# [Goal]
Swap "dirt road" for "farm track" in the rows that begin at the line containing "Report one point per instance of the wheat" and stop after the line containing "Target: green corn field". Return only those lines, with everything else unchanged.

# [Provided information]
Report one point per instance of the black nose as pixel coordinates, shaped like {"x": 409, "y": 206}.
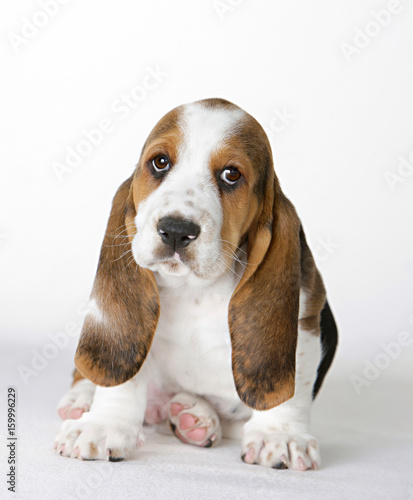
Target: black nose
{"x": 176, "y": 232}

--

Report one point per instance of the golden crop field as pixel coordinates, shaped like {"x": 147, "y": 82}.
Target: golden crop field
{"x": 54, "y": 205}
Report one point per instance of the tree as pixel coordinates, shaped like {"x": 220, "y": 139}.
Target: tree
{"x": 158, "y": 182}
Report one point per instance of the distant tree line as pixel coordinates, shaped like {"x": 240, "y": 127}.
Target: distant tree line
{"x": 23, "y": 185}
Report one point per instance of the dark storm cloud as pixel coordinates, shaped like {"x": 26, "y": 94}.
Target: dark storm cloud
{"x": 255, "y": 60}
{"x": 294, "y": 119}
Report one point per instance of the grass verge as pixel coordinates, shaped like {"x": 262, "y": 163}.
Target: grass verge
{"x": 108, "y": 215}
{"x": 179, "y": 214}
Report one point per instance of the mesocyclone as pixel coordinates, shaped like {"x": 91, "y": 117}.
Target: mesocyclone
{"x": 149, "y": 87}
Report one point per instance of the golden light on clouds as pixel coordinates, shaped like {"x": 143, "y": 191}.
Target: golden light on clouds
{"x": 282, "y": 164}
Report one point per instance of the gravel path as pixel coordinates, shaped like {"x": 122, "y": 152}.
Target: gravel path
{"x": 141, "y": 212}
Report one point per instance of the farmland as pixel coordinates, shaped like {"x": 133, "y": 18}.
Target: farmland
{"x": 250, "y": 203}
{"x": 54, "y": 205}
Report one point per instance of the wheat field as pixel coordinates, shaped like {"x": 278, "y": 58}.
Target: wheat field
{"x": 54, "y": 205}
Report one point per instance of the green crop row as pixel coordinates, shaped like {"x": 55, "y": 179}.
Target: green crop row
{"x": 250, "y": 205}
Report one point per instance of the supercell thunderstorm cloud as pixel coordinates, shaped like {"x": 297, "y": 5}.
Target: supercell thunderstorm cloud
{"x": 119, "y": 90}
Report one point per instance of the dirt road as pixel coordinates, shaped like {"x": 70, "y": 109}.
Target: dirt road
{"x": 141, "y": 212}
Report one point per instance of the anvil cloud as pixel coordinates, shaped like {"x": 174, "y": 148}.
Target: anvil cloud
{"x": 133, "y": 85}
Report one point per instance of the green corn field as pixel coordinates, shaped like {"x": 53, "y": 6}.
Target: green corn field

...

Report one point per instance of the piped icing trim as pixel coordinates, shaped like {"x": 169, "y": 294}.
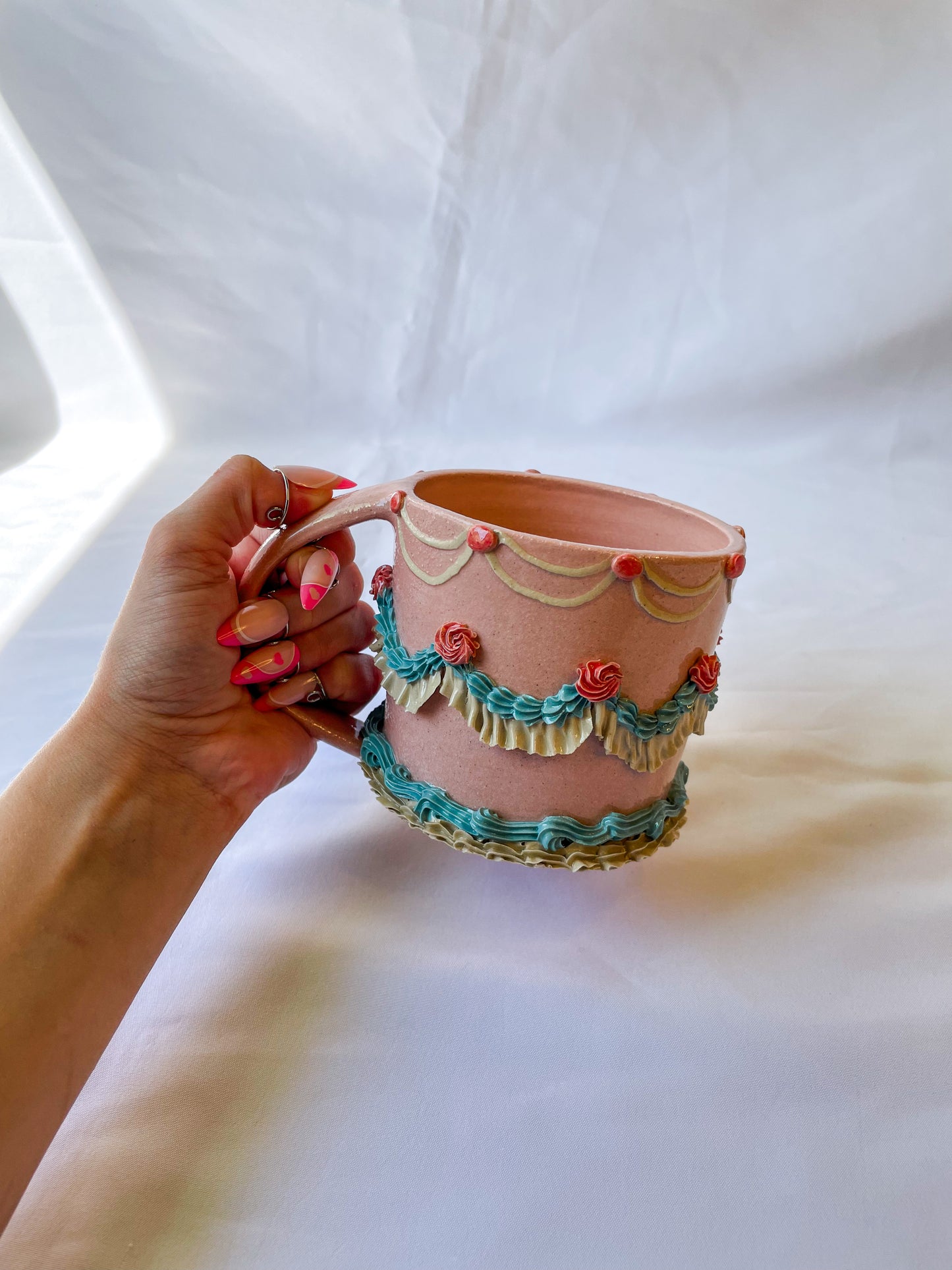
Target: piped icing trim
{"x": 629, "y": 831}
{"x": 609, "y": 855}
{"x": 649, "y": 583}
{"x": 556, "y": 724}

# [Complete output]
Report one point per instance of the wheat field as pixel coordinates, shaped like {"x": 278, "y": 58}.
Target: wheat field
{"x": 54, "y": 205}
Report one point per instance of the green crop row as pixel coordinates, shaped like {"x": 55, "y": 179}.
Target: green crop row
{"x": 250, "y": 205}
Report one point per instance of the supercell thunderstorm cloud as pixel coordinates, shaped like {"x": 297, "y": 5}.
Target: supercell thunderstorm cloud
{"x": 119, "y": 90}
Report one point per instance of the farm track as pixel coordinates, shaped like {"x": 70, "y": 109}.
Target: farm track
{"x": 141, "y": 212}
Report one point per instance of the anvil cloud as pixel coordinates, shaped like {"x": 174, "y": 148}.
Target: anvil cloud
{"x": 133, "y": 85}
Report one point per instance of the green corn field as pixel coordinates, shaped like {"x": 53, "y": 6}.
Target: green corn field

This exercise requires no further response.